◆ **Text shown**:

------------------------------

Researchers from the IOS Study Group compared the characteristics of breakthrough attacks on LTP vs not on LTP and evaluated icatibant as a treatment for acute attacks in patients with C1-INH-HAE.

A total of 3228 attacks treated with icatibant occurred in 448 patients. Nearly all (94.4%) patients had C1-INH-HAE type 1.

Rates of icatibant-treated attacks were similar between patients receiving LTP and patients not receiving LTP at the time of the attack. Approximately one-third of attacks occurred in 171 patients on LTP (38.2%), and 69.9% attacks occurred in 323 patients (72.1%) who had never received LTP or were not on LTP at the time of the attack.

Androgens, tranexamic acid, and C1-INH alone or in combination were used as LTP. Attacks rates were similar regardless of the LTP regimen used and LTP status.

No differences in attack severity were found between no LTP vs LTP with androgens (P =.056), tranexamic acid (P =.989), or C1-INH (P =.321).

The majority of attacks were successfully treated with a single injection of icatibant in both the LTP (82.5%) and no LTP (82.8%) groups. More than 1 icatibant injection was required in 9.6% and 8.4% of attacks in patients with LTP vs without LTP, and 9.8% in both groups needed additional C1-INH rescue medication.

Approximately half of all attacks involved the abdomen and approximately 5% involved the larynx in both groups. Rates of severe to very severe attacks were 73.9% and 63.6% in the abdomen and larynx, respectively.

------------------------------

◆ **Information**:
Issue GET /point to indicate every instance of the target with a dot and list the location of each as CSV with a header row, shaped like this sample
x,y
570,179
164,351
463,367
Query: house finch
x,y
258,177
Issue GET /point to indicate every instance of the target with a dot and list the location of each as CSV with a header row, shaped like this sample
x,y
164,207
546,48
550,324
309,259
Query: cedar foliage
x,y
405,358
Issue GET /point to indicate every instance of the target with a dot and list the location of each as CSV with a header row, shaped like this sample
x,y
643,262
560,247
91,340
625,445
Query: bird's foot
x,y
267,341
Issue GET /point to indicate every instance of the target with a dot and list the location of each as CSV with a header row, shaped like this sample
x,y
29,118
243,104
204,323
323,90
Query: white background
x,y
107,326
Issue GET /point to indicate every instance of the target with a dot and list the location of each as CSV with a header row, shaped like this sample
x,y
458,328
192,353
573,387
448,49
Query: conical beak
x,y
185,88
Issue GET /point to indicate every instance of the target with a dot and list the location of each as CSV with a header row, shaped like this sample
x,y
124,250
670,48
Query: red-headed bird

------------------------------

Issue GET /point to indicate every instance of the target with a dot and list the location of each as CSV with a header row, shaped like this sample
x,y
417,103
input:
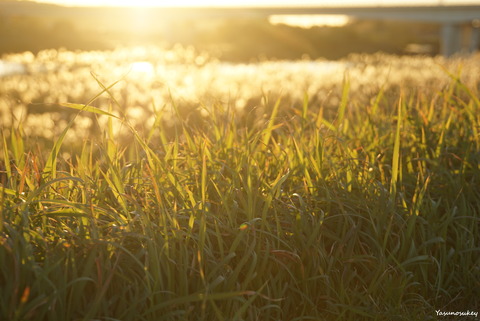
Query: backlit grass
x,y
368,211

------------------------------

◆ **Your assignment**: Please repeat, word for word, the part of the icatibant study summary starting at "The majority of" and ending at "and larynx, respectively.". The entries are separate material and have no connection to the icatibant study summary.

◆ **Solved problem**:
The majority of attacks were successfully treated with a single injection of icatibant in both the LTP (82.5%) and no LTP (82.8%) groups. More than 1 icatibant injection was required in 9.6% and 8.4% of attacks in patients with LTP vs without LTP, and 9.8% in both groups needed additional C1-INH rescue medication.

Approximately half of all attacks involved the abdomen and approximately 5% involved the larynx in both groups. Rates of severe to very severe attacks were 73.9% and 63.6% in the abdomen and larynx, respectively.